**Task goal**:
A verbatim copy of the line containing "Question. Indicate a single point on every instance of the eagle" and all lines after it, up to and including the final line of the records, is the only acceptable output.

· · ·

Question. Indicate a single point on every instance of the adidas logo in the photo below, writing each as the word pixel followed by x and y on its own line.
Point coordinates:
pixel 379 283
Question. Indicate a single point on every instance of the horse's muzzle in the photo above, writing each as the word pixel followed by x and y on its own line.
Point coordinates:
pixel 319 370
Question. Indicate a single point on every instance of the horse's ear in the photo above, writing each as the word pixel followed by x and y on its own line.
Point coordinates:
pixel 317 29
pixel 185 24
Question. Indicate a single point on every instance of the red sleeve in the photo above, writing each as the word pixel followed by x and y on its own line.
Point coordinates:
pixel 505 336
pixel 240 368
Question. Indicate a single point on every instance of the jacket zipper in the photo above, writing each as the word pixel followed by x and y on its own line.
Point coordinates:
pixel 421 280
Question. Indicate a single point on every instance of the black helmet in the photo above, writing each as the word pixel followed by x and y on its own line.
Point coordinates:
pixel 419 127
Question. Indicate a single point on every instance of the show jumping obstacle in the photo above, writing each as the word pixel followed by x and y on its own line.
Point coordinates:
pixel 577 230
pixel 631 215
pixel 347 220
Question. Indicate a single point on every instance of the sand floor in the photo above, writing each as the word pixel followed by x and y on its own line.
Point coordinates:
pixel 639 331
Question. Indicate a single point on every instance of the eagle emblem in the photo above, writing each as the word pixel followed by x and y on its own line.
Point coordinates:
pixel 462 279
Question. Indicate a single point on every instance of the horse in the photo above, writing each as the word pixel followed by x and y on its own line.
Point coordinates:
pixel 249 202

· · ·

**Written reply**:
Question. Indicate a single point on every instance of the eagle emblem in the photo above, writing each as the word pixel followed by x and y on its own line.
Point coordinates:
pixel 462 279
Question. Indicate a single point on every instance of the horse in the photo above, writing each as the word pixel followed by x and y on its own line.
Point coordinates:
pixel 249 202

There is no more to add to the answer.